-- START --

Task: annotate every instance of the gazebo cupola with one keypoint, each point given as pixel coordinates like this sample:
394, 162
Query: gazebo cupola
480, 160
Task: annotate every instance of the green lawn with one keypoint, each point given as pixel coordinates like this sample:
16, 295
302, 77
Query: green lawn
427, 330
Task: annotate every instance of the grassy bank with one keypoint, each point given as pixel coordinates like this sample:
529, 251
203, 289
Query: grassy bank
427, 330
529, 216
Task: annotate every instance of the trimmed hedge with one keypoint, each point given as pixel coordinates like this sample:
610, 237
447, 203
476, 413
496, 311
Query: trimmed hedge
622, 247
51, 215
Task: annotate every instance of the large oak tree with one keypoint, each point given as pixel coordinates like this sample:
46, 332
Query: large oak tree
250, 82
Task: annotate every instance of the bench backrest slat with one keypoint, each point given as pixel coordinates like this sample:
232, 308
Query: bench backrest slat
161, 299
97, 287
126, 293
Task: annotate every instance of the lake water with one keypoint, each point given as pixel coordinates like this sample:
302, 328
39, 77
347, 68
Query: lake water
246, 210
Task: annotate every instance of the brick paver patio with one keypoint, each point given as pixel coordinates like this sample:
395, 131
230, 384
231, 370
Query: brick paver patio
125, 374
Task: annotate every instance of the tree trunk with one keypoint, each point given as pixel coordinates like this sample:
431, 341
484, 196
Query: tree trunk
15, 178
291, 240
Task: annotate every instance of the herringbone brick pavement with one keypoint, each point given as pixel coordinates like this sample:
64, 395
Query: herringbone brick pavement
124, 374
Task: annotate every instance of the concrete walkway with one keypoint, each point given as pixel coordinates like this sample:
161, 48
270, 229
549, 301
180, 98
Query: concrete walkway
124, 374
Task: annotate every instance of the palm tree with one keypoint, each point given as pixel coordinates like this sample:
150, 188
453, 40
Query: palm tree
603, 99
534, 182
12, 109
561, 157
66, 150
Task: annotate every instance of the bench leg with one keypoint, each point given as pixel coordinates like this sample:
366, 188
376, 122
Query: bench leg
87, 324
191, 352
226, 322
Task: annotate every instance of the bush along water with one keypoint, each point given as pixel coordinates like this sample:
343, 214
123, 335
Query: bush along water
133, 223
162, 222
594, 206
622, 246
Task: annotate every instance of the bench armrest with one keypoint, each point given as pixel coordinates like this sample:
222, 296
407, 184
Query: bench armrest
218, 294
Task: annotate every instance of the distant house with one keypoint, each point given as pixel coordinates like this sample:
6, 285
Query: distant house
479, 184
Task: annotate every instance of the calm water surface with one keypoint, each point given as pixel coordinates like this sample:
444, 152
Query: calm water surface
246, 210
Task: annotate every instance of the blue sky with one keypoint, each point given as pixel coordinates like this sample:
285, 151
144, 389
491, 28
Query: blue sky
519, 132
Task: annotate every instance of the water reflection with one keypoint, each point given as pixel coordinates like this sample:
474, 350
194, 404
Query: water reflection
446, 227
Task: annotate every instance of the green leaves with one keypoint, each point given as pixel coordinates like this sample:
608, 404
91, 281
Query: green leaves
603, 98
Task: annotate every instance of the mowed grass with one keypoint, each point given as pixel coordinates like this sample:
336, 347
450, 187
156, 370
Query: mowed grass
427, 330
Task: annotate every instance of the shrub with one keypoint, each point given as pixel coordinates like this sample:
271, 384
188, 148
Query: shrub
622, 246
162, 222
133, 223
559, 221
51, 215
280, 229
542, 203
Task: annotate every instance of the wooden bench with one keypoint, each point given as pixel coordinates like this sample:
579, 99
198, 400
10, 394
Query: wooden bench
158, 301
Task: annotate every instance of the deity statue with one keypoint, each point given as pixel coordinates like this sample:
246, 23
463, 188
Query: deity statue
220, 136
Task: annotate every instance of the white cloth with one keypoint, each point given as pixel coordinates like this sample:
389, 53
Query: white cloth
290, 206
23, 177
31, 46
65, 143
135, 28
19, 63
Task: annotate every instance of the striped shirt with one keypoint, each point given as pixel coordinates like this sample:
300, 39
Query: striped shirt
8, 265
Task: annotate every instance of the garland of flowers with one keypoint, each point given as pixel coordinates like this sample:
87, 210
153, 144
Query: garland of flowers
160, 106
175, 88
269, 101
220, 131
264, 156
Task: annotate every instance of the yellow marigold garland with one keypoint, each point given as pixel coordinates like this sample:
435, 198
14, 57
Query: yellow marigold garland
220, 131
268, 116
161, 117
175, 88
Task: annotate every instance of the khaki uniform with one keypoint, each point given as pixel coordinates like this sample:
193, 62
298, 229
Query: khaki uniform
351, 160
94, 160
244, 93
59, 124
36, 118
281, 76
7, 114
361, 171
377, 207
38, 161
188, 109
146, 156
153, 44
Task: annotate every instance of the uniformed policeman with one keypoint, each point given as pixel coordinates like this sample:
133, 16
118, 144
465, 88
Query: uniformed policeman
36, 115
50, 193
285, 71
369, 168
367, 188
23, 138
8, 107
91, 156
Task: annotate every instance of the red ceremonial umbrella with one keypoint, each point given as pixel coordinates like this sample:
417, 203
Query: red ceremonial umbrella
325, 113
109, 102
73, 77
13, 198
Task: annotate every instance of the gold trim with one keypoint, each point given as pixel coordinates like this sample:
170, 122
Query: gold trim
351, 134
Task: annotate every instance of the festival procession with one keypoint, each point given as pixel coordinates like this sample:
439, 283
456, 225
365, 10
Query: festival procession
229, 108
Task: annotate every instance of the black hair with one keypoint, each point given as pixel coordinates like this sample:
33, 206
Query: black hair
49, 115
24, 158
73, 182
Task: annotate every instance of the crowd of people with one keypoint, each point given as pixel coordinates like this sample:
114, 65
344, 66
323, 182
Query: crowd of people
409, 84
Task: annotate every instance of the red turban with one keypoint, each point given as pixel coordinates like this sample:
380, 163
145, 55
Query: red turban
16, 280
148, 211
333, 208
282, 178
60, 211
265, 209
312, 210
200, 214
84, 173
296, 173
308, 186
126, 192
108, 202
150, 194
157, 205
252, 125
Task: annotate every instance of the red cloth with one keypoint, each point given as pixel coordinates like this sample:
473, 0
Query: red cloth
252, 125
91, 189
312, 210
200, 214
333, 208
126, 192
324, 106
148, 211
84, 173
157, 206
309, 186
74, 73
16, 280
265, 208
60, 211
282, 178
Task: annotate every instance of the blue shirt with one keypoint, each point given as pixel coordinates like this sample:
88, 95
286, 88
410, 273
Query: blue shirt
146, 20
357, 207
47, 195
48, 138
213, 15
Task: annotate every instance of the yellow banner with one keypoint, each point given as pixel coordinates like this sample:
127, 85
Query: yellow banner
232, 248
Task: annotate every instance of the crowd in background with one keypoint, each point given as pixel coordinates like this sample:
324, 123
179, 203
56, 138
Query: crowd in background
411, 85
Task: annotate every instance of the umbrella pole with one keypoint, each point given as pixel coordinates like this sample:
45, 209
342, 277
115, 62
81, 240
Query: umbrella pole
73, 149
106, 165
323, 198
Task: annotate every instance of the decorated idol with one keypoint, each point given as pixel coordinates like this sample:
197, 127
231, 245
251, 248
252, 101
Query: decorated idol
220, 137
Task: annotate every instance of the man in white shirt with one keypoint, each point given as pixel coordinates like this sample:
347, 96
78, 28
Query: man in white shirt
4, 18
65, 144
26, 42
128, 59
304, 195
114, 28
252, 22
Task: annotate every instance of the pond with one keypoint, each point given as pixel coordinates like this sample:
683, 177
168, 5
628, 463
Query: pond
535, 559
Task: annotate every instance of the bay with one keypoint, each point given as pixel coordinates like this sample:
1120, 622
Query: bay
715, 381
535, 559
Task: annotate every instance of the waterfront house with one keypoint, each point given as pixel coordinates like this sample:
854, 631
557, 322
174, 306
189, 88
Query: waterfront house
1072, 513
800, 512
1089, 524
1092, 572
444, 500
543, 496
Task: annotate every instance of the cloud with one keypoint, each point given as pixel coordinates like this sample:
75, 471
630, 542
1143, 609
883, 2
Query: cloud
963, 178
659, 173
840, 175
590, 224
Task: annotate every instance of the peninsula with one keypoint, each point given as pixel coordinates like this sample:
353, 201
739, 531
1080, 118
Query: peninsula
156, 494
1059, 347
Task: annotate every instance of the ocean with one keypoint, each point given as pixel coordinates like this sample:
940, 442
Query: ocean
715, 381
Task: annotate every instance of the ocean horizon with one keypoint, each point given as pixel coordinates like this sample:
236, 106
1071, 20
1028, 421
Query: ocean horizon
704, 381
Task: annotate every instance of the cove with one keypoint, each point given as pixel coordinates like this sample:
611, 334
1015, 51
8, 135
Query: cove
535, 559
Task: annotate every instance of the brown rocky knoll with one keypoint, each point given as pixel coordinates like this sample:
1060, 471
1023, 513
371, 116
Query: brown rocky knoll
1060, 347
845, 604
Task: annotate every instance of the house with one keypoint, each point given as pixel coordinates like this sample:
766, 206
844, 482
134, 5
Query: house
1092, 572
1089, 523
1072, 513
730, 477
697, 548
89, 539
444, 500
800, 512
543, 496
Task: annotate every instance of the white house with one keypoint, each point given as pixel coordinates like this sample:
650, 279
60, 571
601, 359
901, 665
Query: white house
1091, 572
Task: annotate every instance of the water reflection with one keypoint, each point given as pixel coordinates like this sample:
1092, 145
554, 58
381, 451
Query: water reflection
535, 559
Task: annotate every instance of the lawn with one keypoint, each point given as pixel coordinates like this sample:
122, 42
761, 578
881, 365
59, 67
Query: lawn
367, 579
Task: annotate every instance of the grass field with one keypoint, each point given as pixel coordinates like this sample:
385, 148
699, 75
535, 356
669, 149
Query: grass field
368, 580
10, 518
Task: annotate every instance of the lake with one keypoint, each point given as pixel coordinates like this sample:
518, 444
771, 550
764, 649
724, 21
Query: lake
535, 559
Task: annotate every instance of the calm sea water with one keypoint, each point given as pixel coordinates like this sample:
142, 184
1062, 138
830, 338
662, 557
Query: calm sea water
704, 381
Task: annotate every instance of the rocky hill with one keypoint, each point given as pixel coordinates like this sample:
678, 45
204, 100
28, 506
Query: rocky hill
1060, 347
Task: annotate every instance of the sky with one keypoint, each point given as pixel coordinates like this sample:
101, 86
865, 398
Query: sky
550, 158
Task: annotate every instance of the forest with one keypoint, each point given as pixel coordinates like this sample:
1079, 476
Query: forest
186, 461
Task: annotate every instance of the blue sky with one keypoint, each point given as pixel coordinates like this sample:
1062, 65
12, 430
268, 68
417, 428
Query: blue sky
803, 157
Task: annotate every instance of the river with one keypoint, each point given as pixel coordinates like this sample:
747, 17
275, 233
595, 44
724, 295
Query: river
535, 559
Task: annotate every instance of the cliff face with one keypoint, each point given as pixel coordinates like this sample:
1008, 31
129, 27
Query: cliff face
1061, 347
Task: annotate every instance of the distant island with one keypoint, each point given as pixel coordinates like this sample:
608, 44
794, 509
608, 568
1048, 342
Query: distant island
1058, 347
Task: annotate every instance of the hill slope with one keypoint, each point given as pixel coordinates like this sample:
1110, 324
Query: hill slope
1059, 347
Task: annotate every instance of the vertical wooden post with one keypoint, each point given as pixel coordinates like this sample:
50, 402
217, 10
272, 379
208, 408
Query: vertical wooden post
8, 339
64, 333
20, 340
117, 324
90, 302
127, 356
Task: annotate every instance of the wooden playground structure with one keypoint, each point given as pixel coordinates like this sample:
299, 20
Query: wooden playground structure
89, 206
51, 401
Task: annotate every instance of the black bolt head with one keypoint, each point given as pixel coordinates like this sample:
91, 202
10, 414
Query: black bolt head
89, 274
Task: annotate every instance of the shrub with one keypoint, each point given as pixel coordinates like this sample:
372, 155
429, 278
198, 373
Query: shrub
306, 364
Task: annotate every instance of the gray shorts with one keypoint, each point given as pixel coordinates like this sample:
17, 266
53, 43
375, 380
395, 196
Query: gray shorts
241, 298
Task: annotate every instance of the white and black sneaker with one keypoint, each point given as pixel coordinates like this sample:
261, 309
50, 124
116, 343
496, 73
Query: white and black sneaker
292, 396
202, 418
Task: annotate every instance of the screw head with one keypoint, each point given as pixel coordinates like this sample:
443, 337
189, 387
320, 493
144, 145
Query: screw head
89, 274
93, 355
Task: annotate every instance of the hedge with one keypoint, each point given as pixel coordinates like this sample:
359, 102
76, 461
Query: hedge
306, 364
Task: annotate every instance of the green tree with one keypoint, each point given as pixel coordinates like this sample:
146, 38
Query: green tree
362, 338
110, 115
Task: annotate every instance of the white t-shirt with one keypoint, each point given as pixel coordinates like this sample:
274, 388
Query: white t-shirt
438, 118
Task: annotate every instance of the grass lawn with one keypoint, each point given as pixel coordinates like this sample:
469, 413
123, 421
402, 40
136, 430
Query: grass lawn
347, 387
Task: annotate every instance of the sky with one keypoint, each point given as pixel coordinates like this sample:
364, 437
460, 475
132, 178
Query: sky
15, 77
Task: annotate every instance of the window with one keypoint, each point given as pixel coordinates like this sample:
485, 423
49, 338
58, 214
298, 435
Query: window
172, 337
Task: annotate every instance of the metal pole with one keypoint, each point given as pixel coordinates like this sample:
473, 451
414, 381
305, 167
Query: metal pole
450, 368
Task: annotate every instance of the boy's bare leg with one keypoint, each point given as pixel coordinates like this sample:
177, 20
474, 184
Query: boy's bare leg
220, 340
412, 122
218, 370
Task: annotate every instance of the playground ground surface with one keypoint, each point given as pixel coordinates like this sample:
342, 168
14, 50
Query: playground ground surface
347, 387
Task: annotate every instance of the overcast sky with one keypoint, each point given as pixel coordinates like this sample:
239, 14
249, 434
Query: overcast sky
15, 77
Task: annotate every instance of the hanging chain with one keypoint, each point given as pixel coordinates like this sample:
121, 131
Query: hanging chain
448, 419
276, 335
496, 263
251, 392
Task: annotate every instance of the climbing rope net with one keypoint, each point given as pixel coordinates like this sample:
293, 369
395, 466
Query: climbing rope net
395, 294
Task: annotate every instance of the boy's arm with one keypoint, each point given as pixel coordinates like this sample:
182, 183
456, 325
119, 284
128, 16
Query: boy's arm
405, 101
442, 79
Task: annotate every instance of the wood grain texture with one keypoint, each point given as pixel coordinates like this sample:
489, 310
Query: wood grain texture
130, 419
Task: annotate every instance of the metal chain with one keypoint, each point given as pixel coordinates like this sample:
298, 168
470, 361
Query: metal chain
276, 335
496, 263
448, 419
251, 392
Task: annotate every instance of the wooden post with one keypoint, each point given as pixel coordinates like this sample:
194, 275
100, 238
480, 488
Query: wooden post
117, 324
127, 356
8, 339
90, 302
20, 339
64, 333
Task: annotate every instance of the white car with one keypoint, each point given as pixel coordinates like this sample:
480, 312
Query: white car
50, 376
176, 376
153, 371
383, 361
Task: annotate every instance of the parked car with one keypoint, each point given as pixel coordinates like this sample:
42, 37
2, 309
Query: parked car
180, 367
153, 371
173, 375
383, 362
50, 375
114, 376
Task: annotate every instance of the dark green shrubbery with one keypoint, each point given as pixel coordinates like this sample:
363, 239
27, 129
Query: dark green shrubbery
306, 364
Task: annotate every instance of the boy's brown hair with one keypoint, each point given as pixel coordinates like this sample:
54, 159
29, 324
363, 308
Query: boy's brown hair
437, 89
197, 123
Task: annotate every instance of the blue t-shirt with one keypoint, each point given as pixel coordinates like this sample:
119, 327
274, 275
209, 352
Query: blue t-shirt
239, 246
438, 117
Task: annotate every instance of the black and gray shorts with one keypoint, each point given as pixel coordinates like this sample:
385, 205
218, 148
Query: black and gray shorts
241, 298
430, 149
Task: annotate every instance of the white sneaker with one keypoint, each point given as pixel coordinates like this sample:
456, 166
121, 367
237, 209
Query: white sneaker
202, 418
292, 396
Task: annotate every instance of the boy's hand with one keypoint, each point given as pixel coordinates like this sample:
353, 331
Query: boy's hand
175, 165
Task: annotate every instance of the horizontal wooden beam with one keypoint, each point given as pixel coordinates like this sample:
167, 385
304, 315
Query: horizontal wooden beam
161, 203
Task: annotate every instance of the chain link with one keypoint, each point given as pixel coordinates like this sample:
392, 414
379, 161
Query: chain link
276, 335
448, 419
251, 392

-- END --

Quote only the lines from the one containing "Task: annotate every instance of the boy's hand" through the final line of the records, with both ends included.

Task: annotate every instance of the boy's hand with one keypoint, each point given as pixel coordinates like this sample:
353, 331
Query: boy's hand
175, 165
Task: annotate every instance of the horizontal wooden beam with one keypoint, each point given as pixel coordinates like this sample:
167, 385
304, 315
Query: horizontal wooden beam
161, 203
Task: annotate every instance of the chain link with one keypoint, each point given as pixel coordinates like this sample:
392, 414
379, 161
Query: chain link
276, 335
448, 419
251, 392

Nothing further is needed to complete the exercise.